» **Action item**
Beginning with the line where "Q: Point out each instance of the white dome" appears, repeat every remaining line of the entries exactly, the last line included.

» **Supplied data**
━━━━━━━━━━━━━━━━━━━━

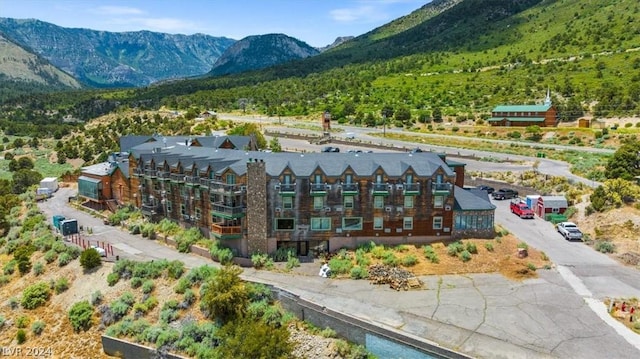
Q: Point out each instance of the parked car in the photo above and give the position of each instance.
(330, 149)
(504, 193)
(569, 231)
(100, 251)
(488, 189)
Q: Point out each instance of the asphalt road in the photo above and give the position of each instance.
(558, 315)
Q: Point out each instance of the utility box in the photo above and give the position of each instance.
(68, 227)
(57, 219)
(50, 182)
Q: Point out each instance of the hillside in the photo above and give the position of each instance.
(24, 72)
(261, 51)
(109, 59)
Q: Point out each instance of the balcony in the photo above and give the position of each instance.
(228, 212)
(350, 188)
(163, 176)
(150, 173)
(286, 189)
(441, 189)
(221, 187)
(221, 231)
(411, 188)
(380, 189)
(177, 177)
(319, 189)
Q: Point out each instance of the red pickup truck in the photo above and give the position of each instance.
(520, 208)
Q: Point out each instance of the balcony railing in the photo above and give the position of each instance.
(226, 232)
(162, 175)
(226, 211)
(411, 188)
(177, 177)
(381, 188)
(350, 188)
(287, 189)
(441, 188)
(150, 173)
(319, 189)
(221, 187)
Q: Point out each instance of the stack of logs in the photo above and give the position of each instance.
(397, 278)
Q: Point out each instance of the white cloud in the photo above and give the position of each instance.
(118, 10)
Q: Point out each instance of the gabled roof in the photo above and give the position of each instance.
(521, 108)
(472, 200)
(301, 164)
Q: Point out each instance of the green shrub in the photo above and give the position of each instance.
(409, 260)
(358, 272)
(64, 259)
(454, 248)
(22, 321)
(605, 246)
(62, 284)
(175, 269)
(135, 282)
(471, 248)
(293, 262)
(90, 258)
(38, 269)
(50, 256)
(96, 298)
(112, 279)
(21, 336)
(340, 266)
(80, 315)
(35, 295)
(38, 327)
(148, 286)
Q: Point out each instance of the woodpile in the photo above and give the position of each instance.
(397, 278)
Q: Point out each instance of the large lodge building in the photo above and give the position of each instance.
(256, 201)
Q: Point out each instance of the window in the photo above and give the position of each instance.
(378, 201)
(285, 224)
(378, 223)
(437, 222)
(231, 179)
(287, 202)
(351, 223)
(321, 224)
(348, 201)
(407, 223)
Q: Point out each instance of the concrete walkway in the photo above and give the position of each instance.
(481, 315)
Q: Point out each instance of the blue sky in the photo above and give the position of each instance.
(317, 22)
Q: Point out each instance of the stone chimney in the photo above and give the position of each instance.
(256, 206)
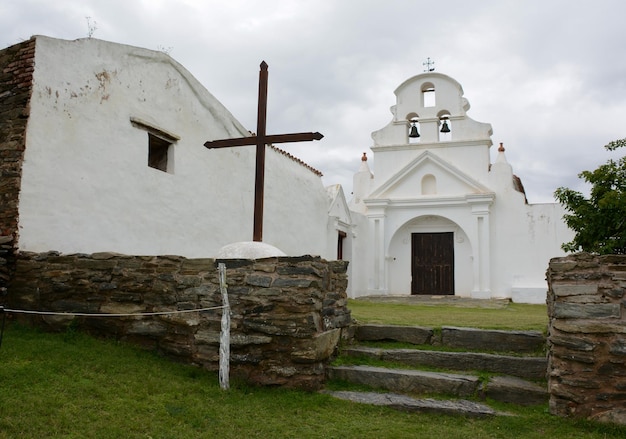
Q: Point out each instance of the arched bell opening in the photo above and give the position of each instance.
(413, 130)
(445, 126)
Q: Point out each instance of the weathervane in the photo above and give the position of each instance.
(429, 65)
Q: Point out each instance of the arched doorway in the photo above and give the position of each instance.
(432, 263)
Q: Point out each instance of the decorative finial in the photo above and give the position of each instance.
(429, 65)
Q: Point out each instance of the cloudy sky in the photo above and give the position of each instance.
(549, 75)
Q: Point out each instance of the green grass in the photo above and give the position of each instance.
(74, 386)
(514, 316)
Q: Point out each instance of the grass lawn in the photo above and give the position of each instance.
(73, 386)
(514, 316)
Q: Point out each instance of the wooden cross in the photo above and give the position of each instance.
(429, 65)
(260, 140)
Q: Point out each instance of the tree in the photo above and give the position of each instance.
(599, 222)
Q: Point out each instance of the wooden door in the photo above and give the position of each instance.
(432, 265)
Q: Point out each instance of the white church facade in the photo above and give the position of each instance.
(112, 159)
(438, 217)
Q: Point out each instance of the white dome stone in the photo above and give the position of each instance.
(248, 250)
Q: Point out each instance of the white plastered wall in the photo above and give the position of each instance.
(86, 185)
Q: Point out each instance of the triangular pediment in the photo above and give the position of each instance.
(428, 176)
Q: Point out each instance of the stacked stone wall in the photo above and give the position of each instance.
(16, 73)
(587, 337)
(287, 314)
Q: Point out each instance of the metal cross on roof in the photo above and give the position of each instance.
(429, 65)
(261, 139)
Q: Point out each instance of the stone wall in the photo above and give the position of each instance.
(587, 337)
(287, 312)
(16, 72)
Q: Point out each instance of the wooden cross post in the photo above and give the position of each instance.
(260, 140)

━━━━━━━━━━━━━━━━━━━━

» **Answer space**
Q: Point out each instance of the white dome stone in the photo above and give the position of each instance.
(248, 250)
Q: Point out each instance of the white plastered wall in the photo above and give the position of each instance.
(86, 185)
Q: Point out each instance of the triangular pediment in the photo above and give the position of each instance.
(428, 176)
Q: Point out each instance of the stacked stone wall in the photo above and give the position of each instance.
(16, 73)
(587, 337)
(287, 314)
Q: Point out each instance of the metal cross on roof in the photo above and give the position of each instance.
(429, 65)
(261, 139)
Q: Point out each instance of the stone wall in the photo above and give the position of each instance.
(587, 337)
(287, 312)
(16, 72)
Q: Point out each instance of the wooden cross post in the photo above and give the position of each instance.
(260, 140)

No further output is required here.